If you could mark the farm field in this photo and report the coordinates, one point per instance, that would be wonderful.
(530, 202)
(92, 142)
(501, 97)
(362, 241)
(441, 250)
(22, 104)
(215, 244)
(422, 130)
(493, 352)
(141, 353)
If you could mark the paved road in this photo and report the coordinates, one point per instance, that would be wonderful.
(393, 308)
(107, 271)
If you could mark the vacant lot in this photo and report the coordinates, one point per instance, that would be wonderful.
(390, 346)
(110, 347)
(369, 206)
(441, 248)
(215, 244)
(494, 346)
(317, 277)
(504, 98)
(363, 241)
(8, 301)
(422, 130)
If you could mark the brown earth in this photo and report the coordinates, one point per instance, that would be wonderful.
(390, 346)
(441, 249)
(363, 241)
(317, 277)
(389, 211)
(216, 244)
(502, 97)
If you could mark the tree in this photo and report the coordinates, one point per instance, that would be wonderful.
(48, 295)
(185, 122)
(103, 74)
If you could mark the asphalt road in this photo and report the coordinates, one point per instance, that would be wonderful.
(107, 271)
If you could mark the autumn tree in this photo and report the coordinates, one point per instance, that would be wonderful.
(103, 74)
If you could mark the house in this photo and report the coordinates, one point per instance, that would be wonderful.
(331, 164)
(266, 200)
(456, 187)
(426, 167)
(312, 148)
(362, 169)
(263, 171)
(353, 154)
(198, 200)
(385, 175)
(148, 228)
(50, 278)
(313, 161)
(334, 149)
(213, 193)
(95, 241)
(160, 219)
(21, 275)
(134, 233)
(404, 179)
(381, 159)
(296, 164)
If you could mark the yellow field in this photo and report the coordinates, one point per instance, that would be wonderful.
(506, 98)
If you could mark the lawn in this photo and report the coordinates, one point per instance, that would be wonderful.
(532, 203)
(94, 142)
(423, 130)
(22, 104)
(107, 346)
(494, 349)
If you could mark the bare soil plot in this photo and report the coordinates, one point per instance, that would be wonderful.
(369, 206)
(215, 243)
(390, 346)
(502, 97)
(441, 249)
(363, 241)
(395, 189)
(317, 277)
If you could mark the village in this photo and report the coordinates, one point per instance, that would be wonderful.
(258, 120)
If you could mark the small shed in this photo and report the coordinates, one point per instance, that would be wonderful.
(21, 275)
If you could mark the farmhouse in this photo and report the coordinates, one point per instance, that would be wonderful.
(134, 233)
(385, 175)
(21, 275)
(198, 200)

**WHAT IS REQUIRED:** Print all of the material above again, line for line, without changing anything.

**REPLY TO THE TASK:**
If you could mark the farm field in this photo and report the coordinates, one point per instance, that would be wonderful.
(530, 202)
(92, 142)
(501, 97)
(362, 241)
(441, 250)
(22, 104)
(215, 244)
(422, 130)
(493, 352)
(141, 353)
If you could mark the paved road in this photo and report the coordinates, one point per instance, that would be wonderful.
(393, 308)
(107, 271)
If you could mark the vacant lot in this photo and report the coordinates, one point per instance, that would be wonderful.
(390, 346)
(110, 347)
(369, 206)
(441, 248)
(215, 244)
(494, 346)
(317, 277)
(504, 98)
(363, 241)
(8, 301)
(422, 130)
If you could mark the brown earth in this photo and report the coordinates, one point per instance, that would be wonderful.
(390, 346)
(441, 249)
(363, 241)
(317, 277)
(389, 211)
(216, 244)
(502, 97)
If you could mark the tree in this photo and report the coordinates, one point per instance, that would be wonderful.
(48, 295)
(185, 122)
(103, 74)
If you could mark the asphalt road in this photo and report the coordinates, one point per instance, that would be wonderful.
(107, 271)
If you could mark the autumn tree in this photo and report the coordinates, one point per instance, that would be wonderful.
(103, 74)
If you could mark the house in this photo and report the coordinates, one point per instance, that would be wonderful.
(331, 164)
(266, 200)
(456, 187)
(426, 167)
(312, 148)
(362, 169)
(263, 171)
(353, 154)
(198, 200)
(385, 175)
(148, 228)
(50, 278)
(313, 161)
(334, 149)
(213, 193)
(95, 241)
(160, 219)
(21, 275)
(134, 233)
(404, 179)
(381, 159)
(296, 164)
If you could mark the yellow field in this photo and report the coordinates, one point per instance, that would be wonderful.
(506, 98)
If you could mark the lawn in this photo and report the coordinates, one point per instance, that would be wonderful.
(532, 203)
(94, 142)
(423, 130)
(22, 104)
(107, 346)
(494, 349)
If you could mark the bare soil plot in this photo and report the coordinates, one point per instance, that would be wonderful.
(369, 206)
(215, 243)
(390, 346)
(502, 97)
(441, 249)
(363, 241)
(395, 189)
(317, 277)
If you could mark the village in this photo and report the coordinates, one point per instance, that would be wonderful.
(258, 120)
If you could mark the small shed in this photo and report the coordinates, one point per instance, that would be wonderful.
(21, 275)
If you could mark the farmhouse in this photo and report the coordinates, one point per instance, that would be wonderful.
(134, 233)
(385, 175)
(21, 275)
(198, 200)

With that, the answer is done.